[Start MATERIAL SUPPLIED]

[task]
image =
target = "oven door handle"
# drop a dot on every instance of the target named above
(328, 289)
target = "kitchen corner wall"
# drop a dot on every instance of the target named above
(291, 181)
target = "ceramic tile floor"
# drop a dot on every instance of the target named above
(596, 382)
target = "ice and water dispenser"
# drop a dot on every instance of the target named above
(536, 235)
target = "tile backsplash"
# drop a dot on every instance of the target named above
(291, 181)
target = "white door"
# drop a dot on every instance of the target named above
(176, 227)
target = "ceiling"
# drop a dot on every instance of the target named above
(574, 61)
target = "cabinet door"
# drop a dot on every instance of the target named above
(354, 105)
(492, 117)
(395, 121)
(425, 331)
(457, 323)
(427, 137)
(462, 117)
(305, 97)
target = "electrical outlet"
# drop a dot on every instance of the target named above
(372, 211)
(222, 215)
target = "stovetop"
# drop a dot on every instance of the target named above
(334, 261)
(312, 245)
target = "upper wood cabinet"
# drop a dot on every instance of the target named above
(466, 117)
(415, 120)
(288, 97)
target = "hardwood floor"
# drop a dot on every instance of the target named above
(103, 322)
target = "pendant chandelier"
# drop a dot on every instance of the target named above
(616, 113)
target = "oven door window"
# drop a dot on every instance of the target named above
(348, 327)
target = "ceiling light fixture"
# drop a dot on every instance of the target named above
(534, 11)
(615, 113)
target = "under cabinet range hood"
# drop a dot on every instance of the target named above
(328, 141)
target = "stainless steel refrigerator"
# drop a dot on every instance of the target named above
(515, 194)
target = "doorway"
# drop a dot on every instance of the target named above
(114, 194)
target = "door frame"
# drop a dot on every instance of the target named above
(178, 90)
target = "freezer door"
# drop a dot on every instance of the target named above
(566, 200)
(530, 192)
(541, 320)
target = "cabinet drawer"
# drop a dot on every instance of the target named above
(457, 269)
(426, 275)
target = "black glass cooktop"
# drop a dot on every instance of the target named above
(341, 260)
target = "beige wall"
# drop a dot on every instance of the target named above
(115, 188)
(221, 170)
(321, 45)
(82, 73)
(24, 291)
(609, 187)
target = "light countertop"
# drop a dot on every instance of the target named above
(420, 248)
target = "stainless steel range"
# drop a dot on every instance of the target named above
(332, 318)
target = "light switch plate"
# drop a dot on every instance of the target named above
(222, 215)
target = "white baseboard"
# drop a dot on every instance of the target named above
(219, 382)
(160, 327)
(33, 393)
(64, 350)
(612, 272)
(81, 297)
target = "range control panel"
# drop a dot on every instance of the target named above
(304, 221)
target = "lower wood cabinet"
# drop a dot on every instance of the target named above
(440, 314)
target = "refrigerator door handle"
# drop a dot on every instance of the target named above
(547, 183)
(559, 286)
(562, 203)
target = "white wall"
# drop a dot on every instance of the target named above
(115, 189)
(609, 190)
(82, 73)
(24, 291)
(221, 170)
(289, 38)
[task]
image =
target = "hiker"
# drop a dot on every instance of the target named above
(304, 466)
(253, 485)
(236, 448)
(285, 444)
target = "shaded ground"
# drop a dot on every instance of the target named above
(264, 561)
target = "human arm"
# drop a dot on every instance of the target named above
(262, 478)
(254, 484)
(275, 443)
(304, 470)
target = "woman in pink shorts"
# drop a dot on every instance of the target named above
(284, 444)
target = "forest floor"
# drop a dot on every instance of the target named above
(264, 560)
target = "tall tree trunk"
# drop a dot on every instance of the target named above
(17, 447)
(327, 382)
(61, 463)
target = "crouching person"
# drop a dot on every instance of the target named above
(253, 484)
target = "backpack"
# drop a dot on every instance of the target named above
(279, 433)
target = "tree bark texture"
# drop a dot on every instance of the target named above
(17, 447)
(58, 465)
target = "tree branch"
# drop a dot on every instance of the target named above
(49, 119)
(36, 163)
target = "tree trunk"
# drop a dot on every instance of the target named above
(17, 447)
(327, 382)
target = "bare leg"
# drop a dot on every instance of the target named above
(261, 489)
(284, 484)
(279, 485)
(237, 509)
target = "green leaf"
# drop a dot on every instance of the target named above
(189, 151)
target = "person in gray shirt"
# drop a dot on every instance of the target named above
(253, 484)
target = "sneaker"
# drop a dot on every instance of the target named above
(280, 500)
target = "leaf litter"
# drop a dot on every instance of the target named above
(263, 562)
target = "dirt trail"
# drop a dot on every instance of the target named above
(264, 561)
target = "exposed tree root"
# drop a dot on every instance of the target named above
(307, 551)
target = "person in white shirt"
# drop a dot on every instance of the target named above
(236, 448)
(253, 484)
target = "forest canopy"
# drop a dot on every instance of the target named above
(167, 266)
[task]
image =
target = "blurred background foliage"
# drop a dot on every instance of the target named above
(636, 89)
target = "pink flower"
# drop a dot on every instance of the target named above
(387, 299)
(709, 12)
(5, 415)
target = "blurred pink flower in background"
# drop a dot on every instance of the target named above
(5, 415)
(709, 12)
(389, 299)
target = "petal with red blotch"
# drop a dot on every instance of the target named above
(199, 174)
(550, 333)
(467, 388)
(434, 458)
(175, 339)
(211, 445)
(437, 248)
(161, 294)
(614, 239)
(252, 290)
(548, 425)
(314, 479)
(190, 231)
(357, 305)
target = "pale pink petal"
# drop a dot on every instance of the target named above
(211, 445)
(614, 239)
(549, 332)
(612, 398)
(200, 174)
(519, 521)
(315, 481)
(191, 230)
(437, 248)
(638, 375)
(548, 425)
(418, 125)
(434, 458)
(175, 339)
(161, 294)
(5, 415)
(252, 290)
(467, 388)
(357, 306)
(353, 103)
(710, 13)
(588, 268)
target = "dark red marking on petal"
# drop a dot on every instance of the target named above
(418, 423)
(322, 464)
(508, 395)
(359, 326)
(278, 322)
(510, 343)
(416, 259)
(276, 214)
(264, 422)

[End MATERIAL SUPPLIED]

* [TO BE DONE]: Using the exact wording, write out all of the records.

* [CORRECT OUTPUT]:
[task]
image =
target = "oven door handle"
# drop a dot on every instance of the target named above
(328, 289)
target = "kitchen corner wall"
# drop a dot on every instance of the target named above
(291, 181)
target = "ceramic tile floor"
# drop a dot on every instance of the target named above
(596, 382)
target = "ice and water dispenser"
# drop a dot on every instance of the target named above
(536, 235)
target = "tile backsplash"
# drop a dot on every instance of the target named above
(291, 181)
target = "white door"
# drop a dot on every instance of the target named above
(176, 227)
target = "ceiling"
# drop a dot on every instance of the target named above
(574, 61)
target = "cabinet door"
# drop a dot on every instance of the target named above
(354, 105)
(492, 117)
(395, 121)
(425, 331)
(457, 323)
(427, 137)
(462, 117)
(305, 97)
target = "electrical outlet"
# drop a dot on every instance of the target named above
(372, 211)
(222, 215)
target = "stovetop"
# drop a dot on every instance of the target named above
(334, 261)
(312, 245)
target = "upper wood cabinet"
# drop a dot on every instance of the target named above
(466, 117)
(415, 120)
(288, 97)
target = "hardwood floor"
# drop a dot on every instance of the target named above
(103, 322)
target = "pendant chandelier"
# drop a dot on every instance of the target named above
(616, 113)
target = "oven door window"
# drop a dot on every instance of the target named above
(348, 327)
target = "ceiling light fixture"
# drop a dot on every instance of the target named above
(534, 11)
(615, 113)
target = "under cabinet range hood"
# drop a dot on every instance of the target named above
(328, 141)
target = "stainless steel refrigerator"
# drop a dot on every instance of the target named above
(515, 194)
target = "doorway"
# drop a dot on every instance of the target named above
(114, 194)
target = "door frame"
# drop a dot on every instance of the target named above
(178, 90)
target = "freezer door"
# drop a dot on every instance of the target named above
(566, 200)
(530, 192)
(541, 320)
target = "cabinet drawer"
# drop a dot on every instance of the target named above
(457, 269)
(426, 275)
target = "black glass cooktop"
# drop a dot on every instance of the target named above
(341, 260)
target = "beige wall"
# drop a dot on every instance of the target named above
(115, 188)
(221, 170)
(321, 45)
(82, 73)
(24, 291)
(609, 187)
target = "light countertop"
# drop a dot on every instance of the target named above
(420, 248)
target = "stainless steel range"
# drop a dot on every instance of the target named above
(332, 318)
target = "light switch plate"
# drop a dot on every instance of the target named above
(222, 215)
target = "white baseboard"
# drop a dot on every instance of the target named above
(219, 382)
(160, 327)
(33, 393)
(64, 350)
(612, 272)
(81, 297)
target = "range control panel"
# drop a dot on every instance of the target named above
(304, 221)
target = "lower wood cabinet"
# drop a dot on every instance of the target named above
(440, 314)
target = "refrigerator door handle"
# drop a dot on every instance of the target named above
(547, 183)
(559, 286)
(562, 203)
target = "white wall"
# drop a dot on every instance of the target named above
(115, 189)
(609, 190)
(82, 73)
(24, 291)
(221, 170)
(289, 38)
[task]
image =
target = "hiker"
# drop a dot on every instance of the target named above
(304, 466)
(253, 485)
(236, 448)
(285, 444)
target = "shaded ground"
# drop a dot on every instance of the target named above
(264, 561)
target = "human arm"
# drop a dot on every instance of the target named above
(262, 478)
(254, 484)
(275, 443)
(304, 470)
target = "woman in pink shorts"
# drop a dot on every instance of the target named above
(284, 444)
target = "forest floor"
# drop a dot on every instance of the target named above
(264, 560)
target = "tall tree trunk"
# drop a dot on every instance of the target named above
(17, 447)
(327, 382)
(61, 463)
target = "crouching person"
# drop a dot on every instance of the target named above
(253, 484)
target = "backpack"
# drop a dot on every instance of the target named above
(279, 433)
target = "tree bark texture"
# drop a dot on every instance of the target named above
(17, 447)
(58, 465)
target = "tree branch"
# drop a dot on every instance of the target named above
(49, 119)
(36, 163)
target = "tree trunk"
# drop a dot on every instance of the target named above
(17, 447)
(327, 382)
target = "bare leg"
# drop a dot on every instance of the target named above
(261, 489)
(284, 484)
(279, 485)
(237, 509)
target = "green leaf"
# drop a dot on every instance of the target named above
(189, 151)
target = "person in gray shirt"
# drop a dot on every instance of the target named above
(253, 484)
target = "sneaker"
# drop a dot on every instance of the target named above
(280, 500)
target = "leaf litter"
# drop a dot on every instance of the target named above
(263, 562)
target = "dirt trail"
# drop a dot on every instance of the target named above
(264, 561)
target = "exposed tree root"
# drop a dot on every instance of the target named above
(307, 551)
target = "person in white shirt"
# drop a dot on every instance of the target named above
(236, 448)
(253, 484)
target = "forest canopy"
# drop a dot on every instance of the target named above
(167, 266)
[task]
image =
target = "blurred background foliage"
# drop a dot on every instance of the target named above
(636, 89)
target = "pink flower"
# drop a dot on every instance of the target named above
(387, 299)
(709, 12)
(5, 415)
target = "blurred pink flower in background"
# drop a dot on every instance of the target named above
(5, 415)
(709, 12)
(389, 299)
target = "petal with red blotch"
# drop a dot on every instance of the target named above
(199, 174)
(550, 333)
(467, 388)
(434, 458)
(175, 339)
(211, 445)
(437, 248)
(161, 294)
(614, 239)
(252, 290)
(548, 425)
(314, 479)
(190, 231)
(357, 305)
target = "pale pink petal"
# drop a dot on every instance of the target named above
(211, 445)
(614, 239)
(549, 332)
(612, 398)
(200, 174)
(519, 521)
(315, 481)
(191, 230)
(437, 248)
(638, 375)
(548, 425)
(418, 125)
(434, 458)
(175, 339)
(161, 294)
(5, 415)
(252, 290)
(467, 388)
(357, 306)
(353, 103)
(710, 13)
(588, 268)
target = "dark red marking on petal"
# drop a dot on every instance of the target named above
(418, 423)
(322, 464)
(508, 395)
(359, 326)
(278, 322)
(510, 343)
(416, 259)
(276, 214)
(264, 422)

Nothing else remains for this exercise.